If you look at it as one limited edition engine's parts living on in other limited edition engines, it's really not so bad. If there's a demand for parts, that means that there are incomplete engines which need those parts to be whole again.

Greg


----------



## Big Ed (Jun 16, 2009)

Reckers said:


> Yesterday, I bid on part of an old steamer---an AF 322 Hudson, probably 60 to 70 years old. What I was bidding on was the frame, motor, and wheels: tender, cowcatcher, and boiler shell were missing. They said it ran great (I wondered how they could tell?) and I saw in it a chance to restore it by gradually acquiring parts. I placed a bid and was the high bidder. Then, I looked at their on-line store and was dismayed. It seems that ebay id *dhstow (Stow It Collections) of Wilton, CA*, acquires working antique engines and breaks them down for parts, effectively destroying one of a limited number of the remaining units.
> 
> When I emailed them and expressed my dismay at what they were doing, I received this answer:
> 
> ...




Your not going to cry are you?

Leave that statue of Liberty alone! It's in Jersey!:laugh:

I would like to see the e mail you sent them, you must have went overboard a little?

Learn about the people you insult, ha ha ha. They just might have a warehouse full of stolen stuff and so it can't be identified they chop them up.

Did you ask if you could buy the rest of it? As they must have it.

Now at least you know where to go for parts.:laugh:
You do need some for the stuff you just won.

If it's e-bay they might have blocked you from bidding.

Tammy sounds like a _itch first class, not good for business. how does she know you are not a Billionaire and now you won't buy that antique automobile from them if it was the last one on earth.

▶ **Problems to work on**:
• 1. Translate this sentence from the forum thread into Spanish: "If there's a demand for parts, that means that there are incomplete engines which need those parts to be whole again."
• 2. Answer these questions from the forum thread:
(a) What engine model did Reckers bid on?
(b) Which three parts of that engine were missing?
(c) On what date did Big Ed post his reply?

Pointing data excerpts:
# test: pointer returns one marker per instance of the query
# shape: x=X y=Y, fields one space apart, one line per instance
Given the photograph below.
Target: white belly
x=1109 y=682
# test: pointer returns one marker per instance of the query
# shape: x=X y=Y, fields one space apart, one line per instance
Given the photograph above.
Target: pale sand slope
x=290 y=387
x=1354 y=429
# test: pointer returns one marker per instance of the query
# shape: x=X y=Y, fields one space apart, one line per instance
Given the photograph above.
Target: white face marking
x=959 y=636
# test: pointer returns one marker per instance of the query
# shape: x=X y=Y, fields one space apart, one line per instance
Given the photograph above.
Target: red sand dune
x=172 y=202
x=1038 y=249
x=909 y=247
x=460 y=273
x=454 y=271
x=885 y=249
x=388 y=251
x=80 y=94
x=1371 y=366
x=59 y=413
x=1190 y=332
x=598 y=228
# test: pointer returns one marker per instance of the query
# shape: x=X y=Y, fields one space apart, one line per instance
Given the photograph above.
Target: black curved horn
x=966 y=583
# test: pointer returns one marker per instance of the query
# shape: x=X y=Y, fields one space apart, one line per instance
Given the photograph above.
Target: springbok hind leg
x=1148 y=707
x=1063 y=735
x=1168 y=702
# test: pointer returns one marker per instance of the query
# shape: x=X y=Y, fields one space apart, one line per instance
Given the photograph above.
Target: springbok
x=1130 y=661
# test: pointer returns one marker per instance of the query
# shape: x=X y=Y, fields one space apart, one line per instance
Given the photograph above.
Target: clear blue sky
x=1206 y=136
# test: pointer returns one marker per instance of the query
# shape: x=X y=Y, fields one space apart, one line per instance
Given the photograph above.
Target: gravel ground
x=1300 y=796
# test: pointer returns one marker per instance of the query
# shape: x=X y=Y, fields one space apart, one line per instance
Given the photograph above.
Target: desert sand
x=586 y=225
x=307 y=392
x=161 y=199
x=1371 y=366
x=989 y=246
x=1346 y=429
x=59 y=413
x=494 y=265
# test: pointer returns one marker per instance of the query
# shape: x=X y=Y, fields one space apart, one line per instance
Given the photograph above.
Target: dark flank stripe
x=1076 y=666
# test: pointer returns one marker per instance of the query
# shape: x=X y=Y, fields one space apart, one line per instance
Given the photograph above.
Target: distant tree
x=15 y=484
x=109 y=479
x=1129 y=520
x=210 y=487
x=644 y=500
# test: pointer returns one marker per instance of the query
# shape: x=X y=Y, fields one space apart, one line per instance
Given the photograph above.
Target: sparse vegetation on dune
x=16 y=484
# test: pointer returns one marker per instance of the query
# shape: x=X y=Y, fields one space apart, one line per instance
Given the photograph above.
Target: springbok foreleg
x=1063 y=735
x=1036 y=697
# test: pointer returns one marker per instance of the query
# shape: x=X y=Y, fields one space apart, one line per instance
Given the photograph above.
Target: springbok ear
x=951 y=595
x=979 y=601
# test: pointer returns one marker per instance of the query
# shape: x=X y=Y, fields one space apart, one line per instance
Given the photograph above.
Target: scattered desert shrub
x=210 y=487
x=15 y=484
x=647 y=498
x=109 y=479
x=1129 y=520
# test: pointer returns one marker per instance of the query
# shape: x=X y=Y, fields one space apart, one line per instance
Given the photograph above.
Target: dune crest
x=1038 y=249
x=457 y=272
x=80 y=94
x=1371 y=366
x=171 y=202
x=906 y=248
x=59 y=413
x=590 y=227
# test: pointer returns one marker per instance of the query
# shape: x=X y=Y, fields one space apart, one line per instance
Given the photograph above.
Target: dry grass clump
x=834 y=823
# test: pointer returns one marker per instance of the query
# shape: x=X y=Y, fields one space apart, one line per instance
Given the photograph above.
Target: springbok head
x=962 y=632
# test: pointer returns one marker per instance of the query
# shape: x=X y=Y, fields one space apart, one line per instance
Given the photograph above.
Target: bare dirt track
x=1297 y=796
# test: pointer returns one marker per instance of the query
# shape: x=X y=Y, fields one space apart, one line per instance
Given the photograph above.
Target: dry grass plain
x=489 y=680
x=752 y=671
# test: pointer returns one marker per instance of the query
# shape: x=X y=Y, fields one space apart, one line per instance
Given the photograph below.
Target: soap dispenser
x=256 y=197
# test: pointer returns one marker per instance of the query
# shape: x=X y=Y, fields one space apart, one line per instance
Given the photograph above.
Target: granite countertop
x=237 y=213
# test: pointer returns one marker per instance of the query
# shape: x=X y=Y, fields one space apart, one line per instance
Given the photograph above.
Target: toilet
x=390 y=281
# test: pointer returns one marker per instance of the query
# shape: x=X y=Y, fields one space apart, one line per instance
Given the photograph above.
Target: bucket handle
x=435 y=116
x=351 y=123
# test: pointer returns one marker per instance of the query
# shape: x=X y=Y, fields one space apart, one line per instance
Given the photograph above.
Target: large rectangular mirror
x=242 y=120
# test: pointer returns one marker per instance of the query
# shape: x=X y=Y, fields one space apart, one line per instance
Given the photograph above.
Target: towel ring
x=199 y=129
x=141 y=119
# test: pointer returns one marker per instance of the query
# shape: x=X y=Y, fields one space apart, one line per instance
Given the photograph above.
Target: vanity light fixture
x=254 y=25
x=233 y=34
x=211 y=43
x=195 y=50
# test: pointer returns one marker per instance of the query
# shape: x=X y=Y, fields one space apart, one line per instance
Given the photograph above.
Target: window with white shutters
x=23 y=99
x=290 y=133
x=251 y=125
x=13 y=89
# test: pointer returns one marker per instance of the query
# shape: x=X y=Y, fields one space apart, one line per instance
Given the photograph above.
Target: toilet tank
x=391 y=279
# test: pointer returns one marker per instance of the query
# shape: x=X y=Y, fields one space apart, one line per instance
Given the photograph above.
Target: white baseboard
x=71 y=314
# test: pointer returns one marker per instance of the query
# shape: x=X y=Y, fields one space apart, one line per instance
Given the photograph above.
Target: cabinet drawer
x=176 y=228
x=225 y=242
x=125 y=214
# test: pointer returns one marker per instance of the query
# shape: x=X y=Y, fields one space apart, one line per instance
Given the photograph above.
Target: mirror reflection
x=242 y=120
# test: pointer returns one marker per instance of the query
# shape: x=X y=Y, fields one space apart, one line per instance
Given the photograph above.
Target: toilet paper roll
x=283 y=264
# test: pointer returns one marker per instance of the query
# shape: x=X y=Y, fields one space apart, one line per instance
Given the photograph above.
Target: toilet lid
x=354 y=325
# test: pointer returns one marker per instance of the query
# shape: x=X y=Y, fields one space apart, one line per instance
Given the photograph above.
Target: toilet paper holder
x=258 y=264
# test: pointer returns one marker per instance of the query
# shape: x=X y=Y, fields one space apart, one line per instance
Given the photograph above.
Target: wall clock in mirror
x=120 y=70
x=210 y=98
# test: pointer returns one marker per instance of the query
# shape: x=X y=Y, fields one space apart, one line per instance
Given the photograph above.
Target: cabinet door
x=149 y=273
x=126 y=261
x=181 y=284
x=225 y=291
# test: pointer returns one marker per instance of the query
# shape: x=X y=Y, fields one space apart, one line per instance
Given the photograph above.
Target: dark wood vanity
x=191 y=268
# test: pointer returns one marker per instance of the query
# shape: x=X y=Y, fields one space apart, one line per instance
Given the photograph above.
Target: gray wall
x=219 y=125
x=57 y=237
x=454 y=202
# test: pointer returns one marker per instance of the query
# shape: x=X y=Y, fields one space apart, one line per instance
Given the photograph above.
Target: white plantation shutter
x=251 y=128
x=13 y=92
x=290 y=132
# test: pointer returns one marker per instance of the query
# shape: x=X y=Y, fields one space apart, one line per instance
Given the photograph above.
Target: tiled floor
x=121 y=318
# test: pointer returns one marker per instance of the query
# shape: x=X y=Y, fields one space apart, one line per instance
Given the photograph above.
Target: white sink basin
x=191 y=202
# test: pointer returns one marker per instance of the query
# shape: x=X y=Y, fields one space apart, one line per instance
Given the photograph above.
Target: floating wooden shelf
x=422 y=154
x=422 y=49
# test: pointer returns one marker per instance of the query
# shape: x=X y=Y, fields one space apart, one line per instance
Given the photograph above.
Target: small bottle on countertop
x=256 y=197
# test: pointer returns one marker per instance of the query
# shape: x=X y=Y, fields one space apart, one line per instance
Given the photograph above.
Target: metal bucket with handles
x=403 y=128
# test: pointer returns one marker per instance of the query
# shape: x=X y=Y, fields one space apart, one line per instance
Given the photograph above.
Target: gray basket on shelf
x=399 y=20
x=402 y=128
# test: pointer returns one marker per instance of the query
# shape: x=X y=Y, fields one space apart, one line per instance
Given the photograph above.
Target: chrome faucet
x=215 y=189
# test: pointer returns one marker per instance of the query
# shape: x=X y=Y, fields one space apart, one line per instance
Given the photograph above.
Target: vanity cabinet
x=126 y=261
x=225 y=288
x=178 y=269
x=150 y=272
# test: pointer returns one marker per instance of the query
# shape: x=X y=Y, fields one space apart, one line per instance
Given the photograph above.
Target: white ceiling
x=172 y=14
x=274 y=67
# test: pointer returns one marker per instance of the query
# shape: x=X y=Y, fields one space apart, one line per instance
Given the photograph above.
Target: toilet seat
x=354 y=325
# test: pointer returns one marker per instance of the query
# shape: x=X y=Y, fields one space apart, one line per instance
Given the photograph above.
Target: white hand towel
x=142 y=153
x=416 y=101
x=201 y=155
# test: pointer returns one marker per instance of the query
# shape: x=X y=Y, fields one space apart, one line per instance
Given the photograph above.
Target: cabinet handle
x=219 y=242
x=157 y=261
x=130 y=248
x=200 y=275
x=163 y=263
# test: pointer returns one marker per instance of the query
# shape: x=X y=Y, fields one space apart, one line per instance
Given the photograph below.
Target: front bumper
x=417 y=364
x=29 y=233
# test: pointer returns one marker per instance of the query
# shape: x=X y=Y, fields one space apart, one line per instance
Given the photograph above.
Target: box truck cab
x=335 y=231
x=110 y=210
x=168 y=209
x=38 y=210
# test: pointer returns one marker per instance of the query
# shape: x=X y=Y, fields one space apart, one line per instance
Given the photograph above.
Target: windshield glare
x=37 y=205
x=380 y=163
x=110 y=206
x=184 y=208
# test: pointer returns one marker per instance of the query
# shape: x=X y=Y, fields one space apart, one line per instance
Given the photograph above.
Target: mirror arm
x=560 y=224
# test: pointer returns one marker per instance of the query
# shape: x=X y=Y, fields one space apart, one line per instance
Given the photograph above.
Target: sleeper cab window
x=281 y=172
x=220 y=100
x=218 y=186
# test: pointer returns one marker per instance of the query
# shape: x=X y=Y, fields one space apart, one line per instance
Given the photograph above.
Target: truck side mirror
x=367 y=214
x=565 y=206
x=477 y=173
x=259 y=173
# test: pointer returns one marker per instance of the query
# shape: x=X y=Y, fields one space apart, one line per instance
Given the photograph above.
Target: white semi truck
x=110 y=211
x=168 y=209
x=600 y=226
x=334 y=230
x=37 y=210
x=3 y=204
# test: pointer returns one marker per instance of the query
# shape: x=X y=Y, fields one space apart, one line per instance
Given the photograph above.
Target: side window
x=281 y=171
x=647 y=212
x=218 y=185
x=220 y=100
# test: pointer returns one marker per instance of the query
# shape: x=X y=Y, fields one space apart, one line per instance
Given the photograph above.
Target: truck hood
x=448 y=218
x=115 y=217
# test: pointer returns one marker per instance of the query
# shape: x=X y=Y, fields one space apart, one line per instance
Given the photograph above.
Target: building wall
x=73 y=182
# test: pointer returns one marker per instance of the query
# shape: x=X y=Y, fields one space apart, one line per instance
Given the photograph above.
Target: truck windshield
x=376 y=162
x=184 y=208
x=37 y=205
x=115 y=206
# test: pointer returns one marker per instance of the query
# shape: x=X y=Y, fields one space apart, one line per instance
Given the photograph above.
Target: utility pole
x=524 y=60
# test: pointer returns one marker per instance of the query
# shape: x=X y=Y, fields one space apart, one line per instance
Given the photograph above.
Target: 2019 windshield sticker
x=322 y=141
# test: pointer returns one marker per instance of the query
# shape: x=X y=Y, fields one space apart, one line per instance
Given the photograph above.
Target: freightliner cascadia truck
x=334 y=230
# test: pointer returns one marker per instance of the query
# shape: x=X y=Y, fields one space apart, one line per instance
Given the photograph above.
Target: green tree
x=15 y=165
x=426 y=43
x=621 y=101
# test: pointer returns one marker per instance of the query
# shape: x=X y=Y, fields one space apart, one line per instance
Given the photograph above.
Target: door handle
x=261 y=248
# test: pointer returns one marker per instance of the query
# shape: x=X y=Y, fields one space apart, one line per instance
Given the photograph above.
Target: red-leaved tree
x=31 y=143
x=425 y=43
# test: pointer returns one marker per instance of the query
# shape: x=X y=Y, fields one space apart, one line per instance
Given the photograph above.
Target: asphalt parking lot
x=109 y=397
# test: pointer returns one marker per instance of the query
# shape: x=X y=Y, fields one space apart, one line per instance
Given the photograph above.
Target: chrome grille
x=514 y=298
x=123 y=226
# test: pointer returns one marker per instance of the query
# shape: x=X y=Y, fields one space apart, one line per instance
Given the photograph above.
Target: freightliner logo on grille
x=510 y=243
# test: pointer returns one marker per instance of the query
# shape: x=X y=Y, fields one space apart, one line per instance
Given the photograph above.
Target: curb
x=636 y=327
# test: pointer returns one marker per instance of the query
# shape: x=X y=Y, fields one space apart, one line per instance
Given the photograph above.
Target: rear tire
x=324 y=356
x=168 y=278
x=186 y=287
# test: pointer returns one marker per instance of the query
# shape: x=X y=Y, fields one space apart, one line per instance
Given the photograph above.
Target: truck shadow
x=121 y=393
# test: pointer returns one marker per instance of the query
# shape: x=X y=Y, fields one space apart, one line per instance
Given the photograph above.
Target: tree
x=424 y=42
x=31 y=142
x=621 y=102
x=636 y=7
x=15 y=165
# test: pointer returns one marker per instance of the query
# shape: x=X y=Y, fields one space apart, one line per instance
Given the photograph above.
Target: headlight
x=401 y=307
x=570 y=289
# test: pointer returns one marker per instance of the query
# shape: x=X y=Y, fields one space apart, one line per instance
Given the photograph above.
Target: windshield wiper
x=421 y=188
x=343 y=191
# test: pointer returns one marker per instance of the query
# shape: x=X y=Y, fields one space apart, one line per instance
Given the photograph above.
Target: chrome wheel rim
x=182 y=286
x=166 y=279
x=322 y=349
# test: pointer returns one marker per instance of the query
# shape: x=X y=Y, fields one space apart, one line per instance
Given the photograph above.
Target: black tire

▶ **The replies**:
• 1. Si hay demanda de piezas, eso significa que hay locomotoras incompletas que necesitan esas piezas para volver a estar completas.

• 2.
(a) An AF 322 Hudson
(b) The tender, cowcatcher, and boiler shell
(c) Jun 16, 2009